### Extrait fourni
Pilules abortives : le monopole de Nordic Pharma peut-il mener à la pénurie ?

Alors qu’aux États-Unis, l’accès à l’IVG est de plus en plus menacé, la France, devenue le premier pays au monde à reconnaître dans sa Constitution la liberté de recourir à l’avortement, fait figure d’exception. Sauf que la prépondérance de la méthode médicamenteuse – qui représente aujourd’hui 80 % des actes (contre 31 % en 2000 selon la Drees) – fait de la production et de l’approvisionnement des comprimés abortifs un enjeu central de l’accès à l’avortement.

Concrètement, pratiquer un avortement médicamenteux implique la prise de deux principes actifs administrés à 48 heures d’intervalle : le premier, le mifépristone (sous le nom de Mifegyne, plus connu sous le nom de RU486), interrompt la grossesse. Le second, le misoprostol, qui existe sous deux marques MisoOne et Gymiso, déclenche des contractions et provoque l’expulsion de l’embryon. La particularité, c’est que la production de ces médicaments est dans les mains d’un seul laboratoire, le groupe Nordic Pharma. Pour faire court, en cas de défaillance industrielle, il n’existe aucune solution alternative.

Risques de rupture de production et d’approvisionnement

Ce qui n’est pas sans risque, comme le pointe l’Institut national d’études démographiques (Ined) : « Le monopole d’un seul laboratoire pharmaceutique privé (Nordic Pharma) soulève des questions quant aux risques de pénurie, de problèmes d’approvisionnement et de pression sur les prix des comprimés abortifs. » Comme le résume Justine Chaput, chercheuse à l’Ined et coautrice d’une étude sur l’IVG parue en novembre dernier, « en creux, cela pose la question de comment garantir l’accès à l’avortement dans ces conditions ».

### Consigne
Quels sont tous les noms de médicaments et de principes actifs abortifs cités dans l'article sur les pilules abortives ?

Lignes issues d'un jeu de données:

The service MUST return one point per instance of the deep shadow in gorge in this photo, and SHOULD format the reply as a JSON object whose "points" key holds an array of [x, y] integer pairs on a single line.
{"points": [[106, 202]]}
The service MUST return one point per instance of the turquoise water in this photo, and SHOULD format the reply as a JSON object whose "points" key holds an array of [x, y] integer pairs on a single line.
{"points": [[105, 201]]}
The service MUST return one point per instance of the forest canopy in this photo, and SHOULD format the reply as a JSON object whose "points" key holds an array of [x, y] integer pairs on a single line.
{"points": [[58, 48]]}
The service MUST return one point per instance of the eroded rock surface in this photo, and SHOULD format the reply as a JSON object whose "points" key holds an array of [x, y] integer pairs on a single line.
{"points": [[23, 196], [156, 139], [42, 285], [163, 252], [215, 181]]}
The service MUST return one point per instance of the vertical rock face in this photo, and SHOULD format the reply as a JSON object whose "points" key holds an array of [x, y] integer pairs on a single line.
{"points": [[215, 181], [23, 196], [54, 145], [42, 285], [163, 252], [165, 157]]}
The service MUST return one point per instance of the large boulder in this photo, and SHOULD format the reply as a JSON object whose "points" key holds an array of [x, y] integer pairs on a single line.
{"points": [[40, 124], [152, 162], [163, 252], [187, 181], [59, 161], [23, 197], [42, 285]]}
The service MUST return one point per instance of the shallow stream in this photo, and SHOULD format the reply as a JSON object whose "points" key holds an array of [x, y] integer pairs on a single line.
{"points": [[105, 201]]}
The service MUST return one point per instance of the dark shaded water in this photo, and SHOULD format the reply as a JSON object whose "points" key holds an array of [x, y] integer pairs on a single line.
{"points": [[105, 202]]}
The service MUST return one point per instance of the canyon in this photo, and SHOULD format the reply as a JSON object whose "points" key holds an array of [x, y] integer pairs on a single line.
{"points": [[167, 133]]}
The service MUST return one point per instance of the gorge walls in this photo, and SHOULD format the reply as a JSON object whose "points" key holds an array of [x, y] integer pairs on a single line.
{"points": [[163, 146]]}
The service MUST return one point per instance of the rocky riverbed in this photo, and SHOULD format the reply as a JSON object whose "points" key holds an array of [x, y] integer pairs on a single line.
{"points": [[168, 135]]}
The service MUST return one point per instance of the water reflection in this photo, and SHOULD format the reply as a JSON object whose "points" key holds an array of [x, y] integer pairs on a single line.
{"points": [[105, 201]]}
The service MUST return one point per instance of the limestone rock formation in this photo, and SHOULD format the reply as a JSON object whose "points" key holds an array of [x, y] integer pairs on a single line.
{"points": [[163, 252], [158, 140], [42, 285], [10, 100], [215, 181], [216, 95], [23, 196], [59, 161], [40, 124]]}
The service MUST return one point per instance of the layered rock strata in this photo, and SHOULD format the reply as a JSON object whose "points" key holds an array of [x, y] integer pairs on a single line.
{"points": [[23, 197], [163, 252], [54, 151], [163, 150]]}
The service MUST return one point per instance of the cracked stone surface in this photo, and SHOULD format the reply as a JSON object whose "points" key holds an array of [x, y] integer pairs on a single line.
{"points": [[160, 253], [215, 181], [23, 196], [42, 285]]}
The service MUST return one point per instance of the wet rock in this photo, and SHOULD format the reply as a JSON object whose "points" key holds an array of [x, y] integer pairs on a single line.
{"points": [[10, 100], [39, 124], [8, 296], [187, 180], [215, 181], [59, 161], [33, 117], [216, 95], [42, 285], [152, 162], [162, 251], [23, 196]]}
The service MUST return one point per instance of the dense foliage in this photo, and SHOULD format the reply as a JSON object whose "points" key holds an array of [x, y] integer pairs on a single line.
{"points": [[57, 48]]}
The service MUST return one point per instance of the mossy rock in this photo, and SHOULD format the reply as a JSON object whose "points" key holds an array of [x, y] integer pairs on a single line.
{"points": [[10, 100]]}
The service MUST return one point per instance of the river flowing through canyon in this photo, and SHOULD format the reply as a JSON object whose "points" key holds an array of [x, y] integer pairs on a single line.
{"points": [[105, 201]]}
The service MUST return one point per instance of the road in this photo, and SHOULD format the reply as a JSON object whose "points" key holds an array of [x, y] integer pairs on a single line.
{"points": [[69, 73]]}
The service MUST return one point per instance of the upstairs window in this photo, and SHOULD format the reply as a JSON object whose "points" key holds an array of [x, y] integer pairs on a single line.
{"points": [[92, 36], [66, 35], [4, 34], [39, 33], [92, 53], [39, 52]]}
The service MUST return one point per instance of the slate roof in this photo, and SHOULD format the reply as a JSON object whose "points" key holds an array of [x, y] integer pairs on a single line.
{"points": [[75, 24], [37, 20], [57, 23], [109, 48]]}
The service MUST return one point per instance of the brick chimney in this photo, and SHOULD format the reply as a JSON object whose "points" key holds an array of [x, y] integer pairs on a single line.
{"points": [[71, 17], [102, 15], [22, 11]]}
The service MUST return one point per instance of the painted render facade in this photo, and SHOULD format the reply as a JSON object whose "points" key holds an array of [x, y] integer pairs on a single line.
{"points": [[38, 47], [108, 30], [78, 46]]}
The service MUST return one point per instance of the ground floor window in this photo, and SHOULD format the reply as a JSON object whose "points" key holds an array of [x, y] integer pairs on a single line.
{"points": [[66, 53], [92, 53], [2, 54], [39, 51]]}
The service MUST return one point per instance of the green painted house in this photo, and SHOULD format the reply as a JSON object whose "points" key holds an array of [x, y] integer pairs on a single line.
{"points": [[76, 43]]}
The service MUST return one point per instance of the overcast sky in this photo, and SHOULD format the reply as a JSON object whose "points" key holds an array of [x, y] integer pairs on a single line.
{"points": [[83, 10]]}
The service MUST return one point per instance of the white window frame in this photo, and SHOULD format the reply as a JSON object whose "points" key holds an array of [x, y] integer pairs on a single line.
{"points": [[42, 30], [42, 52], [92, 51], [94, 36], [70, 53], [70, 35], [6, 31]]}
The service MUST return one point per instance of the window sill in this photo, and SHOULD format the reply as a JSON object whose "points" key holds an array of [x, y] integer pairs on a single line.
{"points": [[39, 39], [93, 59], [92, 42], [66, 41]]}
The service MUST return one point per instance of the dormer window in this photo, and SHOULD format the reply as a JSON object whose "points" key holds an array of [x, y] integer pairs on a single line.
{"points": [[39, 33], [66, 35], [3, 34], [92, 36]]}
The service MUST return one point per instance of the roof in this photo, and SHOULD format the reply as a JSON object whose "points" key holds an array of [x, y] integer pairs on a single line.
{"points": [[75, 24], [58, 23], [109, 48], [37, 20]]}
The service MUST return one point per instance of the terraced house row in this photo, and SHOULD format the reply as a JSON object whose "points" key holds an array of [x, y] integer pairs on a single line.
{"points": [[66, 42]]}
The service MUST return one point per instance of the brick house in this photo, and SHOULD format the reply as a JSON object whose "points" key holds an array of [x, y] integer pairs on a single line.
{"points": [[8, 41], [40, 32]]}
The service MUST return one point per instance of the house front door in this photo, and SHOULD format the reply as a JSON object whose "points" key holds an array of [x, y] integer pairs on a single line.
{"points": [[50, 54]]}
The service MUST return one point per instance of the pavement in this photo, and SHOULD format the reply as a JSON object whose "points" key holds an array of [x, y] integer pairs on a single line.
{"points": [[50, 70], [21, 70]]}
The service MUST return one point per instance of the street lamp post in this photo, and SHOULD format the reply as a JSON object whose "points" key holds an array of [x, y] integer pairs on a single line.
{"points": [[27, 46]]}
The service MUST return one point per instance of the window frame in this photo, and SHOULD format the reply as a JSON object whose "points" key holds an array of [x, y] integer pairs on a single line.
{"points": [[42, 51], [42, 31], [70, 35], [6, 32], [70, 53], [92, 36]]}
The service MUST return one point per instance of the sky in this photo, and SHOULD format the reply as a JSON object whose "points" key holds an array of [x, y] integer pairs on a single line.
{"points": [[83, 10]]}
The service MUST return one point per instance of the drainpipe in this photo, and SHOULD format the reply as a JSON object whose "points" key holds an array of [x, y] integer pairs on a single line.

### Réponse
- mifépristone
- Mifegyne
- RU486
- misoprostol
- MisoOne
- Gymiso